→ **SELECTED PASSAGE**
-*-*-

Fourteen years on (Rang De Basanti was released on 26 January 2006), Rakeysh Omprakash Mehra's film continues to ring true for a democracy that is faced with some radical changes in identity.
Rang De Basanti – The seeds of a revolution: Republic Day special
Mumbai - 26 Jan 2020 10:10 IST
‘Koi bhi desh perfect nahi hota. Usay perfect banana padta hai.’
This line from Rakeysh Omprakash Mehra’s cult hit Rang De Basanti (2006) is as good a definition of patriotism as any.
The film, a story about a group of young men and women who undergo a transformation to take on the powers that be, feels prescient just 14 years later.
Over the past three months, in the movement that began with protests against the discriminatory Citizenship Amendment Act (CAA) in the Northeast and spread to universities in Delhi and then across India, protestors have reclaimed the very same symbols of Bhagat Singh, Chandrashekhar Azad, Ramprasad 'Bismil' and Mahatma Gandhi to recapture the popular imagination.
At the time Mehra's film was released, the Indian middle class, dominated by the first post-liberalization generation of youngsters, no longer cared about politics; the definition of patriotism had changed. Years of convenient liberalism and growing decadence had resulted in an atrophy of the last vestiges of a protesting culture.
In fact, listening to the song 'Paathshala' from the film, the current government would love to use it as evidence against the protesting students. The song sings about 'freedom from rules, books, and education'.

-*-*-

→ **DATASET**

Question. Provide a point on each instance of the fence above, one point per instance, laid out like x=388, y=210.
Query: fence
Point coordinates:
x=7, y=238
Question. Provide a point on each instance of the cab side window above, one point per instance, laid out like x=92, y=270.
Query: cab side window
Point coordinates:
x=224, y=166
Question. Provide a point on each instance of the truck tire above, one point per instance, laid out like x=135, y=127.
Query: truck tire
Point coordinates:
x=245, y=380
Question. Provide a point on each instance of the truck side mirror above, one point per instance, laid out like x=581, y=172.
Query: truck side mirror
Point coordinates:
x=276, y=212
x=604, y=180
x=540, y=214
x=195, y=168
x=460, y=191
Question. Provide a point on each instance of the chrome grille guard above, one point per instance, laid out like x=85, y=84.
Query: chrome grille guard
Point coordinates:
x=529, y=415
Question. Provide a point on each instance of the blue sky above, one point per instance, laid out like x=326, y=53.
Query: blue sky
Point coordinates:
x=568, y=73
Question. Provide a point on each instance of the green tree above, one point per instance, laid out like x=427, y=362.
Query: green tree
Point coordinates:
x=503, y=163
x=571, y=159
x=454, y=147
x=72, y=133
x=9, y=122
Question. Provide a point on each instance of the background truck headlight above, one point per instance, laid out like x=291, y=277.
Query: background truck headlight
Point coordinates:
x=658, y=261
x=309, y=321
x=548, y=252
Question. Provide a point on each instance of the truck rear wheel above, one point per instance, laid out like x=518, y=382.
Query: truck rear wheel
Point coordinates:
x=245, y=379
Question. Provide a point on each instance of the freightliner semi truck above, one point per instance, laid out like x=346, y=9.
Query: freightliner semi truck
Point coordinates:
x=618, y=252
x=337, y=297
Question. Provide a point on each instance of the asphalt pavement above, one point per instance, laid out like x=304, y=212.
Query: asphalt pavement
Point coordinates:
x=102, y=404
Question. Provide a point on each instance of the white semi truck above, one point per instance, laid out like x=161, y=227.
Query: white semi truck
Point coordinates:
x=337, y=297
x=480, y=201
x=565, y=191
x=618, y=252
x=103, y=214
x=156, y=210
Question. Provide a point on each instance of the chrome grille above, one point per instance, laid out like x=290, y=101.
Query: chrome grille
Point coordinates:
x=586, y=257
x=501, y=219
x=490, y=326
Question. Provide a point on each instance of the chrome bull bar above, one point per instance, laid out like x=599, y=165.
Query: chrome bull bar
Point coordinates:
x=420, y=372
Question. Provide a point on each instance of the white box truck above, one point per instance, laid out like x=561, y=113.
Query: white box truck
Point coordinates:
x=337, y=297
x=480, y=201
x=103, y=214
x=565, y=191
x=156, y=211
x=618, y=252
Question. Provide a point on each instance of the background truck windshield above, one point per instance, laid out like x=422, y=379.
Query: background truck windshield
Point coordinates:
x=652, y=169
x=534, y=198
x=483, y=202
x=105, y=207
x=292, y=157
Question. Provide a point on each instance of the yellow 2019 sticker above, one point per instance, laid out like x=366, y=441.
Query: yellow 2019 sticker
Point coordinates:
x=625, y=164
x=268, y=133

-*-*-

→ **CHALLENGES**
A. Duplicate the passage of the Rang De Basanti article starting with "Rang De Basanti –" and going on through "patriotism as any.".
B. Answer these questions from the Rang De Basanti article:
(i) On what date was the film released?
(ii) Where did the protests against the Citizenship Amendment Act begin?
(iii) What does the song 'Paathshala' sing about?
The records have nothing to do with what you're asked to do here.

→ **SOLUTIONS IN ORDER**
A.
Rang De Basanti – The seeds of a revolution: Republic Day special
Mumbai - 26 Jan 2020 10:10 IST
‘Koi bhi desh perfect nahi hota. Usay perfect banana padta hai.’
This line from Rakeysh Omprakash Mehra’s cult hit Rang De Basanti (2006) is as good a definition of patriotism as any.

B.
(i) 26 January 2006
(ii) In the Northeast
(iii) Freedom from rules, books, and education